- GOAL OF THE EXERCISE
Filter the material below, keeping every line that contains the string "dark"; matching is case-sensitive.

- RAW DATA

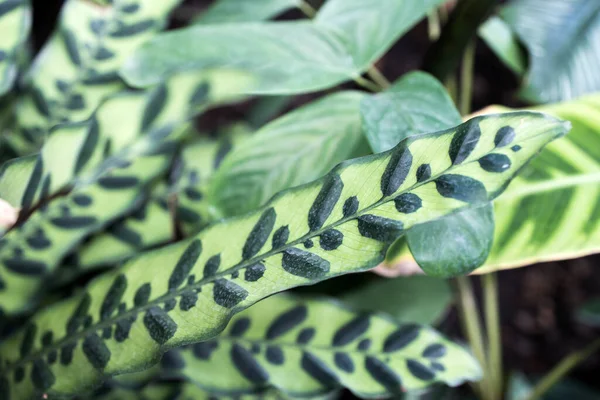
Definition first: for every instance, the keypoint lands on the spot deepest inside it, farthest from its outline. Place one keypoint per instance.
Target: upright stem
(471, 326)
(492, 325)
(562, 369)
(466, 79)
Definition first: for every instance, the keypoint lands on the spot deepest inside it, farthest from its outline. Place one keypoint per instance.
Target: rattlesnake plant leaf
(551, 212)
(15, 23)
(152, 224)
(415, 104)
(76, 151)
(562, 39)
(310, 347)
(244, 11)
(77, 68)
(345, 38)
(341, 223)
(292, 150)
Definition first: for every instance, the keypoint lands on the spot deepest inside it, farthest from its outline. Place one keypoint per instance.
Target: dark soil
(538, 303)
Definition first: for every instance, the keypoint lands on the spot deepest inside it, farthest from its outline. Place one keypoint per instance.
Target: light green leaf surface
(33, 251)
(15, 23)
(563, 37)
(77, 67)
(417, 103)
(412, 299)
(294, 149)
(503, 41)
(305, 348)
(287, 57)
(187, 292)
(551, 212)
(244, 11)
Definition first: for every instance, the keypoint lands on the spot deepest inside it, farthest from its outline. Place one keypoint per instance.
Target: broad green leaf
(415, 299)
(415, 104)
(370, 27)
(77, 68)
(503, 41)
(33, 251)
(15, 23)
(292, 150)
(286, 57)
(550, 211)
(311, 347)
(341, 223)
(244, 11)
(461, 242)
(589, 312)
(562, 38)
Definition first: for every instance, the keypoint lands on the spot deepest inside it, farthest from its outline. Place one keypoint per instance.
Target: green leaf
(32, 252)
(562, 38)
(77, 68)
(244, 11)
(15, 23)
(503, 41)
(550, 211)
(311, 347)
(187, 292)
(589, 312)
(370, 27)
(294, 149)
(415, 104)
(415, 299)
(462, 242)
(286, 57)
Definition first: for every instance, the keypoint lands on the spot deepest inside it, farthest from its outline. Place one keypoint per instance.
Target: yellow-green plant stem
(379, 82)
(472, 328)
(562, 369)
(466, 79)
(492, 326)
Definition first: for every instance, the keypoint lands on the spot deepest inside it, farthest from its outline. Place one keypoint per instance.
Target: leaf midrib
(204, 281)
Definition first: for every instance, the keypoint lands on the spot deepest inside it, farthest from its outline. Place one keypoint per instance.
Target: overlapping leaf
(342, 42)
(15, 22)
(563, 39)
(341, 223)
(33, 251)
(77, 68)
(312, 347)
(292, 150)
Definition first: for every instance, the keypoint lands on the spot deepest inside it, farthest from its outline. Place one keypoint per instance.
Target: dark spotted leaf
(223, 11)
(15, 23)
(77, 68)
(561, 37)
(292, 150)
(344, 39)
(309, 347)
(187, 292)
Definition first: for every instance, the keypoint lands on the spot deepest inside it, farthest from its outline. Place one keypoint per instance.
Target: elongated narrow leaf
(416, 104)
(76, 151)
(15, 22)
(410, 300)
(286, 57)
(292, 150)
(503, 41)
(311, 347)
(77, 68)
(551, 212)
(339, 224)
(562, 37)
(244, 11)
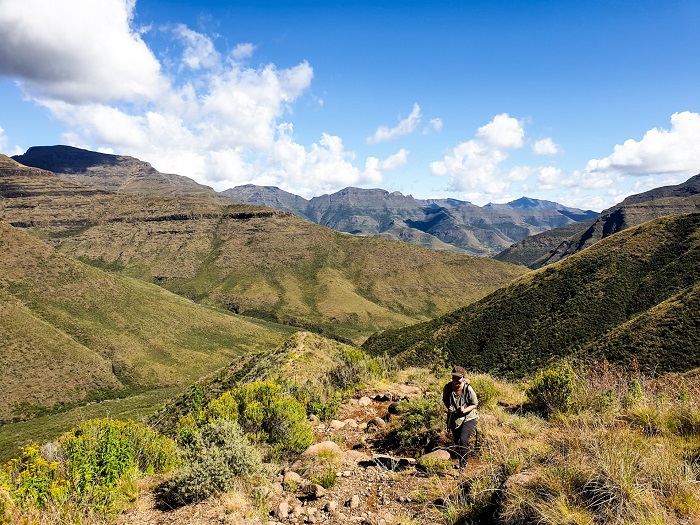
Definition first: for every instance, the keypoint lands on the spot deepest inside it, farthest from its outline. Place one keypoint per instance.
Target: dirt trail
(374, 486)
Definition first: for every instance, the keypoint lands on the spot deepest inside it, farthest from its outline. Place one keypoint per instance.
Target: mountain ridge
(567, 309)
(557, 244)
(250, 260)
(438, 223)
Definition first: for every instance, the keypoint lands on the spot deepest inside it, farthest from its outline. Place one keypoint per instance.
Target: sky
(577, 102)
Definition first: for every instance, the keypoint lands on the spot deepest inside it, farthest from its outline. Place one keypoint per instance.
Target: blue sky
(579, 102)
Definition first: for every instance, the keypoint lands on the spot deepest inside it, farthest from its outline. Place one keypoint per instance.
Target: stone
(355, 456)
(438, 455)
(364, 401)
(292, 479)
(328, 446)
(282, 510)
(377, 422)
(314, 491)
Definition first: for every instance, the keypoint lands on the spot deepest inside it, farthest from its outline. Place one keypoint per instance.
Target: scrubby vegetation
(633, 294)
(90, 470)
(622, 448)
(593, 445)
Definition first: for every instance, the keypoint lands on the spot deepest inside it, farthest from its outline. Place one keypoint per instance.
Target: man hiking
(460, 399)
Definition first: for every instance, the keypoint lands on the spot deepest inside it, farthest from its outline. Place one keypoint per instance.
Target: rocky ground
(374, 486)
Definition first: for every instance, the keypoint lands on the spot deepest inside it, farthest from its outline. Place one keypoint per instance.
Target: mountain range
(557, 244)
(631, 297)
(443, 224)
(247, 259)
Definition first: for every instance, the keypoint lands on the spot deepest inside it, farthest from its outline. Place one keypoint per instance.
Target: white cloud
(199, 49)
(549, 177)
(396, 161)
(474, 165)
(77, 51)
(545, 147)
(243, 51)
(405, 127)
(520, 173)
(326, 164)
(435, 124)
(660, 151)
(503, 132)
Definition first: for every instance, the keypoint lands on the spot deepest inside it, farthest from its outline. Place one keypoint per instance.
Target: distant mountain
(72, 333)
(111, 172)
(557, 244)
(270, 197)
(445, 224)
(250, 260)
(631, 296)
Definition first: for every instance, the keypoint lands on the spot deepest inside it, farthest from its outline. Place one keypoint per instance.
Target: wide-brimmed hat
(458, 371)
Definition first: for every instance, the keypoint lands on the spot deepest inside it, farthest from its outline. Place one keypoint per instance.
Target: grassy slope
(560, 309)
(249, 259)
(72, 332)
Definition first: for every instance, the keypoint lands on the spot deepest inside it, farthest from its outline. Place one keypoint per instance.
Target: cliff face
(557, 244)
(443, 224)
(117, 173)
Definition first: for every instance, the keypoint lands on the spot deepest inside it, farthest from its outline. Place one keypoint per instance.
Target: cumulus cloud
(503, 132)
(660, 151)
(77, 51)
(243, 51)
(327, 163)
(549, 177)
(545, 147)
(216, 119)
(474, 165)
(405, 127)
(435, 124)
(200, 52)
(395, 161)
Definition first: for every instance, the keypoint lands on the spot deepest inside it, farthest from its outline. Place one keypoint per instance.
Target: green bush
(32, 481)
(552, 390)
(287, 427)
(422, 420)
(100, 451)
(218, 454)
(267, 414)
(90, 466)
(485, 389)
(223, 407)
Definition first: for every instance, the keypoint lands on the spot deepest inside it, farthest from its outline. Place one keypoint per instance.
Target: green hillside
(250, 260)
(72, 333)
(570, 309)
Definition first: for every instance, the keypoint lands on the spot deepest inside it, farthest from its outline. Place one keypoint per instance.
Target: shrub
(99, 452)
(32, 481)
(552, 390)
(435, 466)
(268, 414)
(223, 407)
(421, 421)
(327, 479)
(485, 389)
(218, 454)
(287, 426)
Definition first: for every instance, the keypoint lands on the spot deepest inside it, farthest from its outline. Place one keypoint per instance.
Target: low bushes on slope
(555, 312)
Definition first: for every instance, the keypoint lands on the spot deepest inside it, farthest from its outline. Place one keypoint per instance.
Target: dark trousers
(461, 437)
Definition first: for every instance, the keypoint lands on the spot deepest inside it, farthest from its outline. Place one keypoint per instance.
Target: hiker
(460, 399)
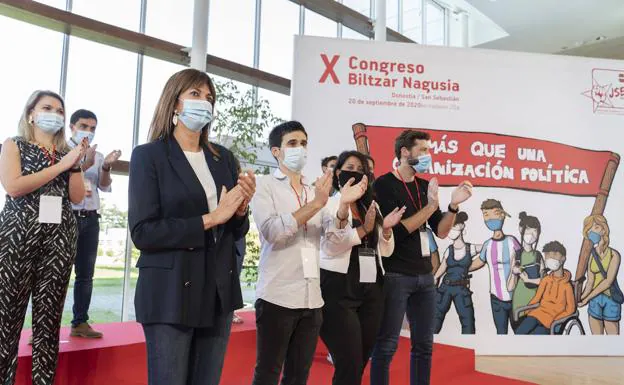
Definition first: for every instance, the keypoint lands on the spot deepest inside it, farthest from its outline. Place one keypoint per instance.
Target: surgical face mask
(424, 161)
(49, 122)
(80, 135)
(196, 114)
(454, 233)
(594, 237)
(494, 224)
(552, 264)
(295, 158)
(529, 238)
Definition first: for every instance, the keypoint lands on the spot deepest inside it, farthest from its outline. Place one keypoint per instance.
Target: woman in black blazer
(187, 206)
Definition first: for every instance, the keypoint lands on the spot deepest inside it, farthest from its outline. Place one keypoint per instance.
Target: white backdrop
(527, 95)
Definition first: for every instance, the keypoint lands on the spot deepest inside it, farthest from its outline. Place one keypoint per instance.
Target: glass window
(171, 21)
(122, 13)
(362, 6)
(436, 24)
(280, 23)
(317, 25)
(155, 75)
(348, 33)
(412, 20)
(392, 14)
(231, 30)
(32, 74)
(106, 87)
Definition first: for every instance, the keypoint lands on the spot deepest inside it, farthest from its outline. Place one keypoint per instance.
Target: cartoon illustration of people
(498, 253)
(602, 291)
(455, 283)
(528, 268)
(554, 299)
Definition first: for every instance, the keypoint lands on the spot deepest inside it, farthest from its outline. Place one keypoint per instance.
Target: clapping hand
(369, 219)
(432, 193)
(229, 203)
(350, 193)
(461, 193)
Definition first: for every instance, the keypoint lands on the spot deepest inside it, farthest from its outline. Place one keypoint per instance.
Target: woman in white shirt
(351, 281)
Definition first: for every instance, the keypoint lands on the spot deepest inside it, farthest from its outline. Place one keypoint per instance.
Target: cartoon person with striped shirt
(499, 253)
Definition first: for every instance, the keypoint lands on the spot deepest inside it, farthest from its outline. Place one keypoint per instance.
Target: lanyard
(410, 193)
(305, 202)
(51, 158)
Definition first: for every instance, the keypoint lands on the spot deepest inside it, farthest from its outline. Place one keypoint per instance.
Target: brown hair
(26, 129)
(407, 139)
(162, 123)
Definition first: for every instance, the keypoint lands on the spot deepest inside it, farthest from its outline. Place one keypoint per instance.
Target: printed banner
(495, 160)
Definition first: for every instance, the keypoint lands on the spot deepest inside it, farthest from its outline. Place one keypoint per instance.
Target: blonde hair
(601, 221)
(162, 123)
(26, 128)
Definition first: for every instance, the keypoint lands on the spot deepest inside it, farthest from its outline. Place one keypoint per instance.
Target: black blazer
(187, 276)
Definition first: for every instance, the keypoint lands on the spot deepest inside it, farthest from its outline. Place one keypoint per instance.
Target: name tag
(425, 248)
(368, 265)
(50, 209)
(310, 262)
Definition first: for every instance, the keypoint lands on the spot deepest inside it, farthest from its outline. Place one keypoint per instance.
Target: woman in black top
(187, 207)
(351, 279)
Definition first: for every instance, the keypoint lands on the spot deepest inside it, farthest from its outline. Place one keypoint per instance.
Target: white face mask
(552, 264)
(295, 158)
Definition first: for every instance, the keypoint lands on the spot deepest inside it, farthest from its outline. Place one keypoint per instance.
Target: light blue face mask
(49, 122)
(80, 135)
(424, 161)
(594, 237)
(196, 114)
(494, 224)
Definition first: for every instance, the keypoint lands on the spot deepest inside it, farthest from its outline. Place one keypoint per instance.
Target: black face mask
(344, 177)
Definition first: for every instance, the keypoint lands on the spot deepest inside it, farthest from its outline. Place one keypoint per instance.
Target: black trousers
(352, 317)
(285, 338)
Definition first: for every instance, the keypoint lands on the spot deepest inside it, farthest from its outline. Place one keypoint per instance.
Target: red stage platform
(119, 359)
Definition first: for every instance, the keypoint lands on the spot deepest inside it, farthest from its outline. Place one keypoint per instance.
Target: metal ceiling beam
(350, 18)
(59, 20)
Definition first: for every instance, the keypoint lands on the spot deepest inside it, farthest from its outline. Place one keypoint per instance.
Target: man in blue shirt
(97, 176)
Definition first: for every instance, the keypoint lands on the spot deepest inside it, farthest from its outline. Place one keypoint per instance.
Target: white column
(380, 20)
(465, 29)
(200, 34)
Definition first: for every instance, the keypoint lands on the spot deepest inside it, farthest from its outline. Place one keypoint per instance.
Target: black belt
(86, 213)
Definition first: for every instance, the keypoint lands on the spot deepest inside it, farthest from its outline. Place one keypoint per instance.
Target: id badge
(425, 249)
(368, 265)
(50, 209)
(310, 262)
(88, 188)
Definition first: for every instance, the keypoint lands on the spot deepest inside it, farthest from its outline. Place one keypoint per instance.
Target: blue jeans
(502, 312)
(416, 296)
(461, 297)
(183, 355)
(531, 325)
(86, 254)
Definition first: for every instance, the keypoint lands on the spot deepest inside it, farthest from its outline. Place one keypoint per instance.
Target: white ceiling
(550, 26)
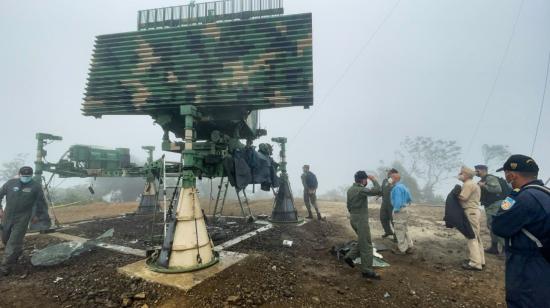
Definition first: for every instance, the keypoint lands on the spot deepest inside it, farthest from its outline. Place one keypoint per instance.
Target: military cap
(481, 167)
(520, 163)
(467, 171)
(26, 171)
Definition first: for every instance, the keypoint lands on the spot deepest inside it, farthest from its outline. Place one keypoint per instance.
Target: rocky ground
(304, 275)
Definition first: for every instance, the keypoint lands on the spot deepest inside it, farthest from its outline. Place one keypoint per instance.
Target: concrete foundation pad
(183, 281)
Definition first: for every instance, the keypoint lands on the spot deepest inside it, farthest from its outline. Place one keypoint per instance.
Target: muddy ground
(141, 231)
(303, 275)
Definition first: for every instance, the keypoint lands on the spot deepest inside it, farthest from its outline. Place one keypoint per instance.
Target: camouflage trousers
(490, 212)
(13, 234)
(404, 240)
(386, 218)
(360, 223)
(475, 245)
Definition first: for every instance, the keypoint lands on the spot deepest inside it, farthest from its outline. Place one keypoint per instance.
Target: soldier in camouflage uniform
(22, 195)
(386, 209)
(357, 203)
(491, 198)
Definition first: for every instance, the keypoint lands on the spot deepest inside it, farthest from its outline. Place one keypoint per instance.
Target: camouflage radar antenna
(199, 13)
(202, 71)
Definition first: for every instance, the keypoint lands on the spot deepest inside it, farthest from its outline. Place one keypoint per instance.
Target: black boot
(492, 250)
(370, 274)
(349, 262)
(4, 270)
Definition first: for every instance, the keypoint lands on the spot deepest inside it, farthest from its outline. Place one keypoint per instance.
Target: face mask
(25, 179)
(510, 181)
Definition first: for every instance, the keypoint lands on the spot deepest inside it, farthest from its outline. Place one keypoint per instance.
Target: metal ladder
(170, 197)
(222, 190)
(223, 187)
(244, 205)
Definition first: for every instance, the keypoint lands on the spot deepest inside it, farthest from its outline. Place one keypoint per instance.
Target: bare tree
(11, 168)
(430, 160)
(497, 153)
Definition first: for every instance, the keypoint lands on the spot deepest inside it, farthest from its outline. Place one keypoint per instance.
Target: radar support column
(191, 246)
(149, 197)
(284, 210)
(44, 221)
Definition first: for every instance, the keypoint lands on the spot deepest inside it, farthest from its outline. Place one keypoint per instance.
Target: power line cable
(541, 105)
(493, 86)
(348, 67)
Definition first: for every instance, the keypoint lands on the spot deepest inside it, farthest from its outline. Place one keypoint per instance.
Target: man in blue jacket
(524, 222)
(401, 199)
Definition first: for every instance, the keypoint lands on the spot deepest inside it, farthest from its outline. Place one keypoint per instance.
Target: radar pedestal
(187, 245)
(148, 203)
(284, 210)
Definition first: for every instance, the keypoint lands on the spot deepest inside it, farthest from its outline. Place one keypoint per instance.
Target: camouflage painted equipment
(245, 64)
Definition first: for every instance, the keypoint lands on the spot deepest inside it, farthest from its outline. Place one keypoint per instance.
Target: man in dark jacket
(309, 181)
(22, 196)
(524, 222)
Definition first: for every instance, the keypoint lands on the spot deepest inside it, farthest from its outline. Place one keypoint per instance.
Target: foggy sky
(427, 72)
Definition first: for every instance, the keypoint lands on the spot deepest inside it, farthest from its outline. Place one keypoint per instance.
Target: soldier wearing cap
(22, 194)
(524, 221)
(469, 197)
(357, 203)
(491, 198)
(309, 181)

- WRITTEN ANSWER
Target: dark soil
Target: dark spotted leaf
Target: dark trousers
Target: man in dark jacket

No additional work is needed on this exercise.